[EXERCISE INSTRUCTIONS]:
Set down each entry again exactly as written.

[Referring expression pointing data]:
....

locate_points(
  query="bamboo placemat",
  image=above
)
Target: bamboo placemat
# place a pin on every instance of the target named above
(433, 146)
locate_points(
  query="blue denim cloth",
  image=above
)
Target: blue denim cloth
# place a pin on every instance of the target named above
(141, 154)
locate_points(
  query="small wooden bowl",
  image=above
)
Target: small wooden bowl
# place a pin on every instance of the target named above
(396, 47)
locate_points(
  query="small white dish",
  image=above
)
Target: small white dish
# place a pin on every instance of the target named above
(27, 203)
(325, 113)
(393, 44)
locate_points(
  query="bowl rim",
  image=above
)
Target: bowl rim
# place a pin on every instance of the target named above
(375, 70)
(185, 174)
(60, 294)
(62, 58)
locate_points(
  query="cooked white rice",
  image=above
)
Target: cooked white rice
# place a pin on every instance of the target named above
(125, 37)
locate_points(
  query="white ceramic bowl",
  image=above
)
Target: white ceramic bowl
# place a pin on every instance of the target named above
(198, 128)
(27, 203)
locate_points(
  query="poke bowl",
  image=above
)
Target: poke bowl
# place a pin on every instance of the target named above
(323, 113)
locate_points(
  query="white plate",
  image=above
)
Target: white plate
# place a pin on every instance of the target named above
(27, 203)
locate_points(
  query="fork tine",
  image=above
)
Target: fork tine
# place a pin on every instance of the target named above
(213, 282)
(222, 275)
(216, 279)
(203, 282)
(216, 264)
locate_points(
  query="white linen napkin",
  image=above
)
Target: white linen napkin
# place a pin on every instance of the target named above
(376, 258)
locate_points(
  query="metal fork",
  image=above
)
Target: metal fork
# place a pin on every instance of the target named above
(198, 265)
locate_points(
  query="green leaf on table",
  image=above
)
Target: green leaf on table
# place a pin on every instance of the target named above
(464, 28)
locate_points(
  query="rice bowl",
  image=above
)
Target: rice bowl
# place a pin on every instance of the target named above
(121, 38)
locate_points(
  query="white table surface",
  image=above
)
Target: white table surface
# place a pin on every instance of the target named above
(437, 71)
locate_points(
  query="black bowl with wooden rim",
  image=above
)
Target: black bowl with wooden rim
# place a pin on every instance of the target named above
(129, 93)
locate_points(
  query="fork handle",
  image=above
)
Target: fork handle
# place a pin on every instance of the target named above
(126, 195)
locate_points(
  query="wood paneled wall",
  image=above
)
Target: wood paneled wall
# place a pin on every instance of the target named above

....

[FINISHED EXERCISE]:
locate_points(
  query="bamboo placemat",
  image=above
)
Target: bamboo placemat
# place a pin on every instance of the target named above
(433, 146)
locate_points(
  query="blue denim cloth",
  image=above
)
Target: blue denim cloth
# place a pin on every instance of the target named above
(141, 154)
locate_points(
  query="small wooden bowl",
  image=above
)
Target: small wooden bowl
# place a pin on every instance of the target named above
(396, 47)
locate_points(
  query="small white dish",
  image=above
)
Target: small white dish
# place a pin on every instance of the target named above
(27, 203)
(325, 113)
(393, 44)
locate_points(
  query="bowl rim",
  image=above
)
Target: bowl rim
# place a pin on every instance of the target named above
(375, 70)
(185, 174)
(60, 294)
(62, 58)
locate_points(
  query="cooked white rice",
  image=above
)
Target: cooked white rice
# place a pin on every instance of the target named above
(125, 37)
locate_points(
  query="white ceramic bowl",
  image=above
)
Target: white ceramic bowl
# place a pin on every instance of the target named above
(198, 128)
(27, 203)
locate_points(
  query="poke bowl",
  image=above
)
Target: poke bowl
# place a pin on every instance of the target named above
(323, 113)
locate_points(
  query="white plate",
  image=above
)
Target: white plate
# place a pin on every instance of the target named above
(27, 203)
locate_points(
  query="fork tine",
  image=above
)
Target: fork tine
# place a pin on every instance of the target named above
(213, 282)
(222, 275)
(216, 279)
(203, 282)
(216, 264)
locate_points(
  query="white linen napkin",
  image=above
)
Target: white linen napkin
# place a pin on every instance of the target named above
(376, 258)
locate_points(
  query="metal fork",
  image=above
)
Target: metal fork
# place a pin on every instance of the target named above
(198, 265)
locate_points(
  query="green leaf on table",
  image=above
)
Target: green leaf on table
# place a pin on every instance of the target named above
(464, 28)
locate_points(
  query="rice bowl",
  image=above
)
Target: rice bowl
# place a pin on every instance of the target named above
(121, 38)
locate_points(
  query="white table surface",
  image=above
)
Target: white table surface
# place a pin on every instance of the target named above
(437, 71)
locate_points(
  query="black bowl with wooden rim",
  image=above
)
Target: black bowl with wooden rim
# place a pin on every instance of the target named above
(129, 93)
locate_points(
  query="fork handle",
  image=above
)
Target: fork handle
# place a pin on every instance of the target named above
(126, 195)
locate_points(
  query="wood paneled wall",
  image=above
)
Target: wood paneled wall
# place a pin on every instance of the target named above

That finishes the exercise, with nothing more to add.